[BEGIN]

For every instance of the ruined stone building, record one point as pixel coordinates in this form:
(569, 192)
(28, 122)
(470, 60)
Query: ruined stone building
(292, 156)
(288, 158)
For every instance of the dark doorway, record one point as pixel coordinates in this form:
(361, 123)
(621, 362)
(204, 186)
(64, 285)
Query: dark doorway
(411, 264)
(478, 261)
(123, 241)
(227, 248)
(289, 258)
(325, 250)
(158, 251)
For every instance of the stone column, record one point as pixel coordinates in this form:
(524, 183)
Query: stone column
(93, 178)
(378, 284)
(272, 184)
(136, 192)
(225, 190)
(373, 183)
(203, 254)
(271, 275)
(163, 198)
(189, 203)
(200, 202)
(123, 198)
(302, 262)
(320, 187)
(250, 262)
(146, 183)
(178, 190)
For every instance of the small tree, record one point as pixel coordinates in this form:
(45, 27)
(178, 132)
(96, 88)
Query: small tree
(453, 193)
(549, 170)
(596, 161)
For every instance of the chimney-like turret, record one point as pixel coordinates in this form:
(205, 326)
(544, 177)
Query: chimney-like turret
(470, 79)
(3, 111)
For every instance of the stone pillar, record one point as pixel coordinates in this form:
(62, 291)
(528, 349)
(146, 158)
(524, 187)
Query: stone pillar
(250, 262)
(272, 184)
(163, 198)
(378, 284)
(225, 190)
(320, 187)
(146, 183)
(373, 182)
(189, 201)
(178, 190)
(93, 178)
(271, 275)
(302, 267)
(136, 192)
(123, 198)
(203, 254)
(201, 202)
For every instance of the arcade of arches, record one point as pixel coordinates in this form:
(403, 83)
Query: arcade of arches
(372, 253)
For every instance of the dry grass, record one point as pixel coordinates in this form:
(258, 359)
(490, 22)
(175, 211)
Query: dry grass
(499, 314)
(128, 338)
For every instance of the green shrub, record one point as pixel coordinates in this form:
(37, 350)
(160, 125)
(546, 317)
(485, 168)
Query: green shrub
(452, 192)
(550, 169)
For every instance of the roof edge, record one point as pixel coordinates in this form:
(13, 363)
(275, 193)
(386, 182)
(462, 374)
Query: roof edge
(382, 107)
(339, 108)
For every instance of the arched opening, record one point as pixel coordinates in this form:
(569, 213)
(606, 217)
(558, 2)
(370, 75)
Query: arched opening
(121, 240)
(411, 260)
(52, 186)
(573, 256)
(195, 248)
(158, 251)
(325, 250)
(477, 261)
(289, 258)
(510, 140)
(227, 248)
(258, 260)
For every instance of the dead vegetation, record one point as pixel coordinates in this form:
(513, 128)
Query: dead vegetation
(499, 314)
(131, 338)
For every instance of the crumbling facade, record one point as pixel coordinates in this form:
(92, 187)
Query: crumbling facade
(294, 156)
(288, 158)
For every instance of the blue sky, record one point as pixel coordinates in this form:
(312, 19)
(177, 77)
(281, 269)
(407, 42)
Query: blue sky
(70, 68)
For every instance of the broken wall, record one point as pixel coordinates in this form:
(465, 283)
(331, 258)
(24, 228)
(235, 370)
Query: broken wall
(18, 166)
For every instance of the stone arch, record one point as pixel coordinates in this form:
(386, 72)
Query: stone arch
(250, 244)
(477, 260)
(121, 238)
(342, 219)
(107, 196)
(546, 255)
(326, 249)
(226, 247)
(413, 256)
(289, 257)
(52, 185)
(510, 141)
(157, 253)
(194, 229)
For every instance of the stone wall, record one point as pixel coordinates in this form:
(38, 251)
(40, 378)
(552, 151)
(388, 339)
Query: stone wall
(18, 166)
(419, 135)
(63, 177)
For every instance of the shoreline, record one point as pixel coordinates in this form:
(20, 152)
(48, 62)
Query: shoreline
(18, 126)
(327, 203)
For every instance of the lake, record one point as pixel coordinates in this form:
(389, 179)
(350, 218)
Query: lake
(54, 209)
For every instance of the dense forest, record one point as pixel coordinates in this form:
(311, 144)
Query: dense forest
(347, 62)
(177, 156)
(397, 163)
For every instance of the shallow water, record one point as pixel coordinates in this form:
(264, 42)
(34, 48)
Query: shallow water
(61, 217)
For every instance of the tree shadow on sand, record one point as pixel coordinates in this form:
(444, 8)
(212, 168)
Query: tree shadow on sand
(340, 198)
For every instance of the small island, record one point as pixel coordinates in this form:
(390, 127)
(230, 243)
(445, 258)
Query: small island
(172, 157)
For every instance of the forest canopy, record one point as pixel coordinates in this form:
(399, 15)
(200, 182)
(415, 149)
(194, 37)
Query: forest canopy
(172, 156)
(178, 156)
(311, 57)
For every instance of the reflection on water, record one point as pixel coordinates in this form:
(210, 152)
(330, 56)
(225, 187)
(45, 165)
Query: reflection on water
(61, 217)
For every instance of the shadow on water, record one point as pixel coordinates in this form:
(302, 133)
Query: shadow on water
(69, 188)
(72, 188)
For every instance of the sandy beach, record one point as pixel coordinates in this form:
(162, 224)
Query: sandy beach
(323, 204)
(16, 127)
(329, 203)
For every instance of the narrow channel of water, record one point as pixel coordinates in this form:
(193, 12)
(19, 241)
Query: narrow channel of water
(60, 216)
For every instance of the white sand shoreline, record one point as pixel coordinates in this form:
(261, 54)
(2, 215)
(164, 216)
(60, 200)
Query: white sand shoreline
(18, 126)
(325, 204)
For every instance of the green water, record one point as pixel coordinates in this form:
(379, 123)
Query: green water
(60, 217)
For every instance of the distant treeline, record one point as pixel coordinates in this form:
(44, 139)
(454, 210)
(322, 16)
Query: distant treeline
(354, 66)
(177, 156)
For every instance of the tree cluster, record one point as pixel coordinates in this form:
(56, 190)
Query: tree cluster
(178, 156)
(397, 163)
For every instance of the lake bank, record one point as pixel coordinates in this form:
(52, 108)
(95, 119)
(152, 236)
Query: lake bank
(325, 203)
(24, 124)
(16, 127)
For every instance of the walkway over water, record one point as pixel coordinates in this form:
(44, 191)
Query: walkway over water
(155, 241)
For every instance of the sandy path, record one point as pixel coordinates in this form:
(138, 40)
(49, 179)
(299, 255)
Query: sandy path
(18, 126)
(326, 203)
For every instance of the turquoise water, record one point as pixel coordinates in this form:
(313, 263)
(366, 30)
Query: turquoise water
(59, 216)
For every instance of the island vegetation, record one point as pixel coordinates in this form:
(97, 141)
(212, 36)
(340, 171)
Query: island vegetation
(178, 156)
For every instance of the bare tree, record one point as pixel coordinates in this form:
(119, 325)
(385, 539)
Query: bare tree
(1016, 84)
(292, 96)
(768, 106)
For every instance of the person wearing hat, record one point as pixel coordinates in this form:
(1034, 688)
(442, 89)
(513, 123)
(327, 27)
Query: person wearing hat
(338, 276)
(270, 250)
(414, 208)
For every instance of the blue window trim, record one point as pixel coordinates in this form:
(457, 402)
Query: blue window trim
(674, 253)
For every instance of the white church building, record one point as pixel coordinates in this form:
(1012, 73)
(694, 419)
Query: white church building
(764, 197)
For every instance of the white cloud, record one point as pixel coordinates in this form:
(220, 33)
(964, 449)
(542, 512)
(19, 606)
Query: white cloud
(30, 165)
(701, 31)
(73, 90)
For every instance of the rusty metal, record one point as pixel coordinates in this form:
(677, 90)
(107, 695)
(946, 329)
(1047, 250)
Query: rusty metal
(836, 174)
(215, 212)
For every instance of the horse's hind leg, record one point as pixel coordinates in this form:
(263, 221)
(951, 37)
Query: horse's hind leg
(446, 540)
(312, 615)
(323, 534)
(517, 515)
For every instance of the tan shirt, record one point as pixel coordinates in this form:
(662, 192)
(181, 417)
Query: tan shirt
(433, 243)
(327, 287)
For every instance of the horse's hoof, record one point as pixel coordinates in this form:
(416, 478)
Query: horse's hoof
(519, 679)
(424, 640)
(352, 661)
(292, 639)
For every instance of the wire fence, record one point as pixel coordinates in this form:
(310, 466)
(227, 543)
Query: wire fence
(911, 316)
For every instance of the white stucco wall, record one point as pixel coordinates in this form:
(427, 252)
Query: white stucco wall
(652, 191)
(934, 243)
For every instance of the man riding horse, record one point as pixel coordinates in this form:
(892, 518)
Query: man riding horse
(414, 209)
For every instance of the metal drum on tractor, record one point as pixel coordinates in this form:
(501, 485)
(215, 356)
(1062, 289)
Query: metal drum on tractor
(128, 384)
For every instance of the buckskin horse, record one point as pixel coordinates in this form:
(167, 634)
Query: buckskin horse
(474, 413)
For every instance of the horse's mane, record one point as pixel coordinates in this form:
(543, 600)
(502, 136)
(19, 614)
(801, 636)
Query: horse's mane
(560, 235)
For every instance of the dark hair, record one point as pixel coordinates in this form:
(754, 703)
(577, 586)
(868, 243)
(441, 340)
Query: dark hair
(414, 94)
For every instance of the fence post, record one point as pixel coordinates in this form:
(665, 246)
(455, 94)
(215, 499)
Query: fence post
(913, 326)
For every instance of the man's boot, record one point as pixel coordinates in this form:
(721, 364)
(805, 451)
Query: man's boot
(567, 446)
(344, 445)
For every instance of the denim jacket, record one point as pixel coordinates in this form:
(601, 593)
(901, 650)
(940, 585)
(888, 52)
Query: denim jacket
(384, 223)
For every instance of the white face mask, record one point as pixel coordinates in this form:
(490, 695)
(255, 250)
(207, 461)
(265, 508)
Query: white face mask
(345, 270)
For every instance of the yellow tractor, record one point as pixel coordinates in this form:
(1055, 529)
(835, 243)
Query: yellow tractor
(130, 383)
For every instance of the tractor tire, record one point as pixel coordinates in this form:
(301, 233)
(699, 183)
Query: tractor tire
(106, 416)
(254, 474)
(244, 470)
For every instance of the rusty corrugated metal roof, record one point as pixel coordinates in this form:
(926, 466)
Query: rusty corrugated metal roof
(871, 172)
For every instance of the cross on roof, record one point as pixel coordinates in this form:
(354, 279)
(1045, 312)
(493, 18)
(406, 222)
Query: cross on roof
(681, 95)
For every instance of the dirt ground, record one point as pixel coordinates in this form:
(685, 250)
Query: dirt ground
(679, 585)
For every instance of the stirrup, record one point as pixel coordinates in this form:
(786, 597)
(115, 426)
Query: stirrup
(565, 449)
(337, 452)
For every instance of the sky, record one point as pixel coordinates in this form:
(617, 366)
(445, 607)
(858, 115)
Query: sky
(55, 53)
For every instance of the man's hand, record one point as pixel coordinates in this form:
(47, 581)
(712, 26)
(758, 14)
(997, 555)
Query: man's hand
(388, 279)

[END]

Can you write out the records again from the line containing "For every instance of the sky, record" through their end, substituting "person's hand" for "man's hand" and leaving everything else unchanged?

* _THE RESULT_:
For every instance of the sky, record one point as pixel coordinates in this form:
(617, 366)
(445, 607)
(858, 115)
Query: sky
(55, 53)
For every instance of the person's hand, record one point as pixel coordinates in this form:
(47, 581)
(712, 26)
(758, 14)
(997, 555)
Query: person's hand
(388, 279)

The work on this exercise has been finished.